• **Input for this task**:
=== Section Start ===
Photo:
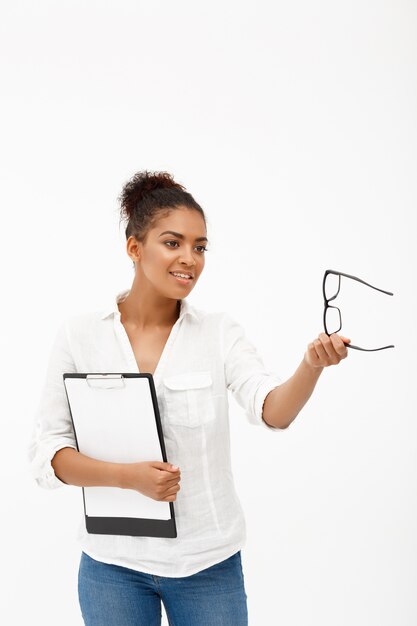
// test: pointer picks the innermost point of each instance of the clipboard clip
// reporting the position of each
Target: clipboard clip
(103, 381)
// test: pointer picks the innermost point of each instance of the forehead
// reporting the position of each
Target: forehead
(188, 222)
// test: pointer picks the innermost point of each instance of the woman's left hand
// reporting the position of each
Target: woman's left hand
(326, 350)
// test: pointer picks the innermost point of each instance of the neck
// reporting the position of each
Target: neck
(145, 310)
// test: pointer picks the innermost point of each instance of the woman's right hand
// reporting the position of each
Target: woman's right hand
(156, 479)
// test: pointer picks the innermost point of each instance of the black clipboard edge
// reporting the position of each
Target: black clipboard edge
(125, 525)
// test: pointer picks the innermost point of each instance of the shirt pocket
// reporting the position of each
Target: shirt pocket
(189, 398)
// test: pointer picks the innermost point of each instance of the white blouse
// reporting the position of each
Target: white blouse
(205, 355)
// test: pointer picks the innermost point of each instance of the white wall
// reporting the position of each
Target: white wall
(294, 125)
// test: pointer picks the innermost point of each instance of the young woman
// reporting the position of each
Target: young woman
(195, 358)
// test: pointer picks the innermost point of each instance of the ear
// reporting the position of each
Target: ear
(133, 249)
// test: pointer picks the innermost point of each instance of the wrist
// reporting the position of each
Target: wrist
(316, 370)
(119, 475)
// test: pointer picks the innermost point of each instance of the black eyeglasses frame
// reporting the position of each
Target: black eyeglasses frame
(328, 306)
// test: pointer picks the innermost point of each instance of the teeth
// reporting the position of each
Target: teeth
(181, 275)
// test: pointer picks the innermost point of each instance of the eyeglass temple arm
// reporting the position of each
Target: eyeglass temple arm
(389, 293)
(348, 345)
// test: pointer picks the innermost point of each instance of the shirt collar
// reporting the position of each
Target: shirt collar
(186, 307)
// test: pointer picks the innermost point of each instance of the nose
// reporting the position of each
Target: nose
(187, 258)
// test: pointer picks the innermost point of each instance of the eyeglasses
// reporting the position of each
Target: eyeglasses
(332, 317)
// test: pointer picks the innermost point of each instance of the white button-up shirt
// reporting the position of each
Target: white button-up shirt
(206, 355)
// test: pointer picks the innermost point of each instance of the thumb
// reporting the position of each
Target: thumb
(167, 467)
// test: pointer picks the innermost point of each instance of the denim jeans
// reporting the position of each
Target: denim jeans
(111, 595)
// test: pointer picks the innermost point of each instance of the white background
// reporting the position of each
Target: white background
(294, 125)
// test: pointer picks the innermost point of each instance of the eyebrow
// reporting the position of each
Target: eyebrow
(181, 236)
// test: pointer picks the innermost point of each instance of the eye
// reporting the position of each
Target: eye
(202, 248)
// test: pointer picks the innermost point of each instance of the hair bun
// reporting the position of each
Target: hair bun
(142, 184)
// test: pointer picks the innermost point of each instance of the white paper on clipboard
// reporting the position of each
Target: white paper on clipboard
(116, 423)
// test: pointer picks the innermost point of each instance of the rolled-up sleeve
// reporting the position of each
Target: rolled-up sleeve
(246, 375)
(53, 427)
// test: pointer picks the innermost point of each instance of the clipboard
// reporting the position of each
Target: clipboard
(116, 418)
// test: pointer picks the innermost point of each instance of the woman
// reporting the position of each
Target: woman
(194, 357)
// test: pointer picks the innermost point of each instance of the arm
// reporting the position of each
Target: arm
(74, 468)
(155, 479)
(283, 404)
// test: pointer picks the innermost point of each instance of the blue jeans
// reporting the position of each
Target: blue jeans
(111, 595)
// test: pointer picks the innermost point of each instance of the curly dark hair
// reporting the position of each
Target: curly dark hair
(147, 196)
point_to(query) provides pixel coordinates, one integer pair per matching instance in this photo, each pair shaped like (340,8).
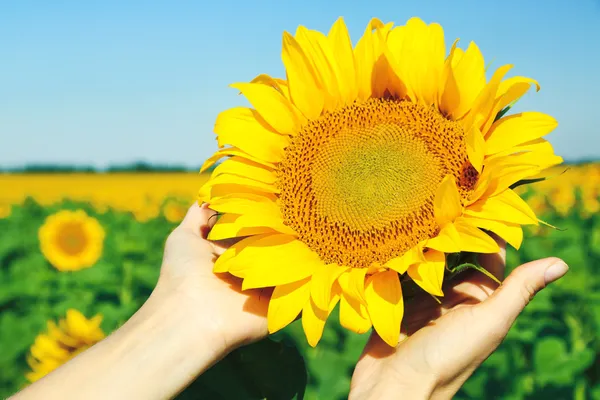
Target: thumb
(522,284)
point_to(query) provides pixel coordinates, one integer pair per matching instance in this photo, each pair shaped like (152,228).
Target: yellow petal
(323,281)
(473,239)
(313,319)
(235,225)
(352,283)
(305,89)
(223,261)
(272,106)
(484,102)
(507,170)
(245,129)
(465,81)
(430,274)
(273,260)
(245,203)
(516,129)
(506,206)
(385,305)
(45,347)
(507,96)
(419,56)
(447,240)
(353,315)
(412,256)
(231,151)
(540,146)
(243,167)
(512,233)
(282,87)
(367,51)
(344,54)
(232,181)
(475,148)
(318,50)
(506,84)
(447,205)
(286,303)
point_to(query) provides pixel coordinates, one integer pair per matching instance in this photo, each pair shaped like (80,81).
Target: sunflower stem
(125,296)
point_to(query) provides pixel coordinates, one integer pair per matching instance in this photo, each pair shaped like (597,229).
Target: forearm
(153,356)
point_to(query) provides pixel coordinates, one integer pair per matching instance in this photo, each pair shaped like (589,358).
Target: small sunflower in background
(368,163)
(175,210)
(61,342)
(71,240)
(5,210)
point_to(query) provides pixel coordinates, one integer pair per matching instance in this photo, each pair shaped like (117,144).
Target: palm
=== Section End ===
• **Aim of the task**: The result should be all the records, retyped exactly, with no pictures among them.

• **Result**:
Photo:
// test: pointer picks the innermost point of each instance of the clipboard clip
// reporting the position of each
Target: clipboard clip
(103, 381)
// test: pointer picks the innermost point of each instance of the forehead
// reporting the position of each
Target: forehead
(188, 222)
// test: pointer picks the innermost point of each instance of the woman's left hand
// reporting the position of each
Target: woman's left hand
(326, 350)
// test: pointer picks the innermost point of each instance of the neck
// reporting the position of each
Target: neck
(145, 310)
// test: pointer picks the innermost point of each instance of the woman's right hand
// reporting the position of each
Target: woman's right hand
(156, 479)
// test: pointer picks the innermost point of each instance of the black clipboard edge
// reporting the position of each
Target: black clipboard edge
(125, 525)
// test: pointer picks the innermost point of each instance of the shirt pocket
// reporting the position of each
Target: shirt pocket
(189, 398)
// test: pointer picks the innermost point of each instance of the white blouse
// reporting the position of each
Target: white blouse
(205, 355)
// test: pointer picks the innermost point of each instance of the white wall
// reporting the position of each
Target: white wall
(294, 125)
// test: pointer picks the innermost point of each instance of the young woman
// reporting the position of each
Target: young woman
(195, 358)
// test: pointer picks the innermost point of each instance of the ear
// reporting the position of each
Target: ear
(133, 249)
// test: pointer picks the innermost point of each instance of the wrist
// reporting the position of each
Target: wrist
(316, 370)
(119, 475)
// test: pointer picks the innermost point of each instance of the black eyeglasses frame
// reporting the position of each
Target: black eyeglasses frame
(328, 306)
// test: pointer picks the innermost point of each instance of the teeth
// reporting the position of each
Target: teeth
(181, 275)
// test: pointer picks the innermost point of each instance of the eyeglass temple arm
// reporting the position of each
Target: eyeglass temple arm
(389, 293)
(348, 345)
// test: pointer picks the innermost point of each instance of the shirt collar
// reporting the position of each
Target: shirt collar
(186, 307)
// test: pointer picks the innermost point of each instance of the nose
// reporting the position of each
Target: nose
(187, 258)
// test: pointer picks the innermost point of each instance of the eyeglasses
// reporting the position of each
Target: eyeglasses
(332, 317)
// test: pointer picks the innermost point of each instance of the white button-up shirt
// reporting the position of each
Target: white button-up shirt
(206, 355)
// test: pointer picks the innermost point of each instance of the thumb
// reporting the position of each
Target: thumb
(167, 467)
// test: pointer picks the innermost point of each instance of the denim jeans
// reporting the position of each
Target: denim jeans
(111, 595)
// test: pointer picks the innermost point of each instance of the white background
// reporting the position of each
Target: white background
(294, 125)
// test: pointer picks the innermost point of each instance of the eyebrow
// reporting the position of each
Target: eyebrow
(181, 236)
// test: pointer picks the innermost point of each instance of the eye
// reporting the position of each
Target: eye
(202, 248)
// test: pointer picks the innermost point of each instance of the hair bun
// reporting the position of each
Target: hair bun
(142, 184)
// test: pointer picks the innermost point of each instance of the white paper on clipboard
// reporting the position of each
Target: white paper on clipboard
(116, 423)
// test: pointer picks the innermost point of each instance of the rolled-up sleeve
// reporting the position of each
Target: rolled-up sleeve
(246, 375)
(53, 427)
// test: pointer picks the innermost point of each instance of the clipboard
// reporting the position of each
Target: clipboard
(116, 418)
// test: pointer picks the innermost point of each instance of the woman
// reporting the position of each
Target: woman
(194, 357)
// test: pointer picks the innermost point of each instance of the arm
// reporting the position of each
Target: arm
(74, 468)
(155, 479)
(283, 404)
// test: pointer picks the innermost point of each instance of the blue jeans
// reporting the position of each
Target: blue jeans
(111, 595)
// test: pointer picks the innermost point of each instance of the curly dark hair
// reporting the position of each
Target: curly dark hair
(147, 196)
point_to(query) provides pixel coordinates, one integer pair per matching instance in this photo, each pair shaped like (340,8).
Target: thumb
(522,284)
point_to(query) provides pixel coordinates, one integer pair per matching instance in this photo, each pair shaped like (152,228).
Target: yellow petal
(323,281)
(473,239)
(313,319)
(235,225)
(352,283)
(305,89)
(223,261)
(272,106)
(484,102)
(507,170)
(245,129)
(465,81)
(430,274)
(273,260)
(245,203)
(516,129)
(506,206)
(385,305)
(45,347)
(507,96)
(419,56)
(447,240)
(353,315)
(412,256)
(231,151)
(540,146)
(243,167)
(512,233)
(282,87)
(367,51)
(344,54)
(232,181)
(475,148)
(318,50)
(506,84)
(447,205)
(286,303)
point_to(query) provides pixel coordinates, one integer pair per matching instance in this photo, each pair shaped like (80,81).
Target: sunflower stem
(125,296)
point_to(query) provides pixel coordinates, one integer pair per matching instance in this photo, each pair shaped like (597,229).
Target: forearm
(153,356)
point_to(query) provides pixel coordinates, one integer pair per matching instance in this photo, each pair shaped like (589,358).
Target: small sunflower in background
(368,163)
(175,210)
(61,342)
(71,240)
(5,210)
point_to(query) provides pixel coordinates, one integer pair per matching instance in this photo, each pair shaped like (117,144).
Target: palm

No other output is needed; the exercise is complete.